**Task goal:** Rewrite every line of the data, leaving none out, from the line containing "the animal fur" through the last line, adding -81 to each number in the point coordinates.

* BEGIN Recorded information *

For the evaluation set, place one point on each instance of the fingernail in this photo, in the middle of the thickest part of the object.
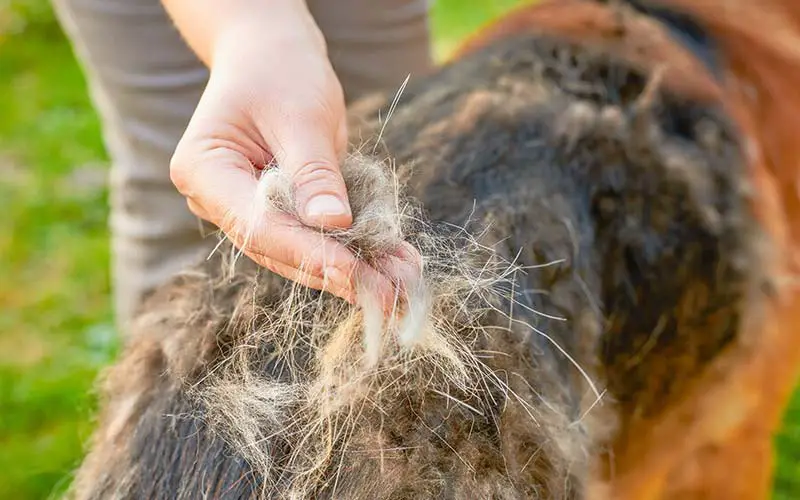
(325, 204)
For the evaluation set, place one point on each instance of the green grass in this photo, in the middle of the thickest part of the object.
(55, 320)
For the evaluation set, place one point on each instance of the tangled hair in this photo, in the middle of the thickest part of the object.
(589, 251)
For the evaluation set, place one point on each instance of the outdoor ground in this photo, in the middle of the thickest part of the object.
(56, 328)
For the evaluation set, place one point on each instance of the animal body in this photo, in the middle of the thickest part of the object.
(606, 306)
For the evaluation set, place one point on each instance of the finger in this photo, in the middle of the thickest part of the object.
(308, 143)
(223, 190)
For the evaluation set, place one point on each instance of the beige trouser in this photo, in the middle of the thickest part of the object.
(145, 83)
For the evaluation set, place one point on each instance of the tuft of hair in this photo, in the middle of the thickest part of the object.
(334, 367)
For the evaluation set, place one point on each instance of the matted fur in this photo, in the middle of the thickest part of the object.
(586, 228)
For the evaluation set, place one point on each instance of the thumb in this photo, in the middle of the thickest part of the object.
(310, 156)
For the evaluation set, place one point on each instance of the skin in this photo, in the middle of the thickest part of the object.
(272, 99)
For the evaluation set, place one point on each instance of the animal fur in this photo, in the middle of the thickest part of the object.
(595, 257)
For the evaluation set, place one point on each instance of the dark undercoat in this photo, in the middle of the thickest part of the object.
(554, 151)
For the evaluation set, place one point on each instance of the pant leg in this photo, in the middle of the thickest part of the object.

* END Recorded information *

**The reply:**
For the evaluation set, place one point on each instance of the animal fur in this photo, in the middle of the thickest part of the object.
(514, 176)
For the evaluation set, place one point on each instance of the dark undercoat in this photo, in the middle of the thickest part of the object.
(473, 70)
For the evaluation set, place one point on each instance of the pant leg in this photo, in the middle of the thickest part of the object.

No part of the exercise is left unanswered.